■ Text ■

# Tacoma wheel bearings



## cajun hussla (Aug 14, 2005)

Anybody ever change out the wheel bearings on a new generation (2007) Toyota Tacoma? Mine started going out on me in Uvalde on way back from lease and finally bit the dust 4 miles from the house. Don't trust it to make it to the shop and not gonna pay for a tow. Hadn't had to do one of these before.


----------



## Weather Or Knott (Feb 25, 2008)

I did my tahoe, it was really simple. Take off wheel, remove caliper, and mine took a 35mm socket to remove the nut that holds the whole hub on. Auto zone sells the whole hub assembly. The hub cost $125.00 if I remember correctly.


----------



## Kcrob1 (Jul 26, 2011)

Check out this thread on Tacomaworld.com. Goes into detail with pictures of the whole process... The bearing will have to pressed out, and back in unless you are planning on changing the entire hub. :cheers:

http://www.tacomaworld.com/forum/2nd-gen-tacomas/153775-wheel-bearings-changed-pictures.html

Join the forum if your not already a member. Tons of great write ups for almost anything that needs to be done. That site is where I spend most of my time surfing.


----------



## Channelcat232 (Dec 4, 2013)

*2005 -2013 Tacoma Front Wheel Hub Replacement Info*

Try these Toyota instructions


----------



## fishingcacher (Mar 29, 2008)

Too many SST tools needed.


----------

■ Material ■
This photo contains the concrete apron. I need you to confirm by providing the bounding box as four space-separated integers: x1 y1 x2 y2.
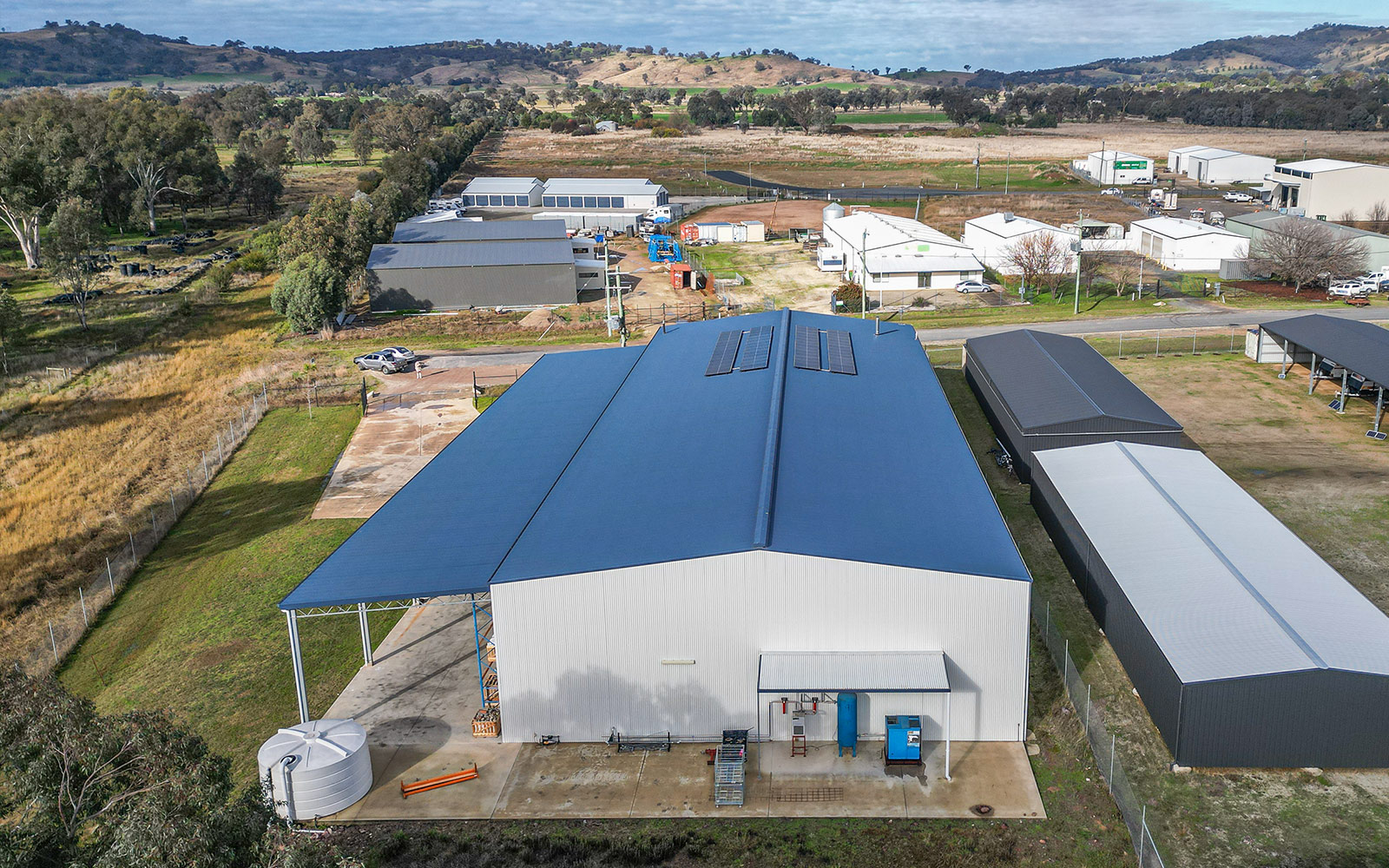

■ Set task ■
In the Tacoma wheel bearings thread, why does the first poster plan to change the bearing at home rather than take the truck to a shop? Answer in one to three sentences.

■ Full answer ■
The bearing gave out 4 miles from the house, and the poster doesn't trust the truck to make it to the shop. The poster also isn't willing to pay for a tow.